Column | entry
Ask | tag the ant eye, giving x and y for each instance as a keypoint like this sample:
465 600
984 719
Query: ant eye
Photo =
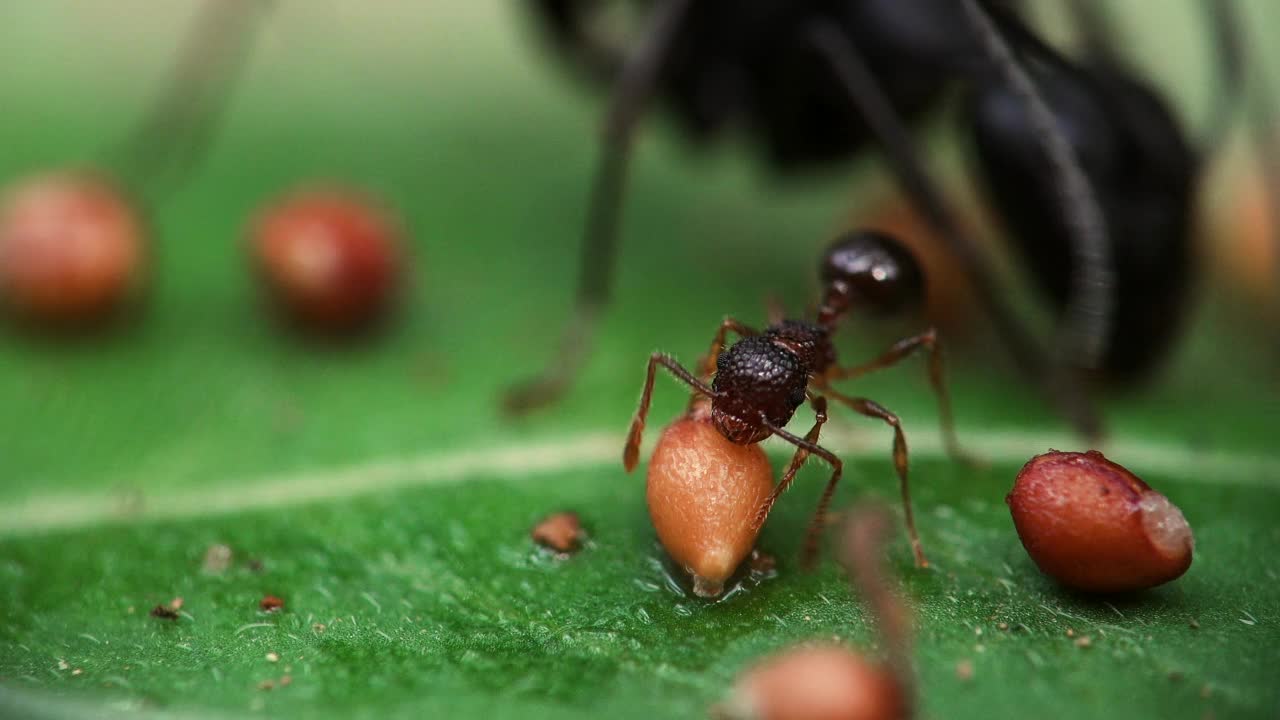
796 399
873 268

§ §

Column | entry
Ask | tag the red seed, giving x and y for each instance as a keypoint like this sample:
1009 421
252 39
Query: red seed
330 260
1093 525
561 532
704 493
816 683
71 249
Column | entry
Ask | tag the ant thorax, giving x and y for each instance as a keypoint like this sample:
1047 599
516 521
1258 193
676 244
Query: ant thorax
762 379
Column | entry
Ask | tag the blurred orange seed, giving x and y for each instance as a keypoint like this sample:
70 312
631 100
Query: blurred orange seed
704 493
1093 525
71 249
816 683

§ §

◆ **WHAT IS NEEDED**: Please report every line of the records above that contains the word "sample".

◆ **RESPONSE AREA**:
Ask | tag the ant eye, giving x and y for each instance as a keypoint like this sample:
Ask | tag the red seed, giving x and y for each instance as a keypoint like this sample:
Ask | tag the ant thorax, giving x and y for each instance as a keypoint like this sample:
Ask | tag the blurred orange seed, giving x and y for each instance as a keypoint like this sample:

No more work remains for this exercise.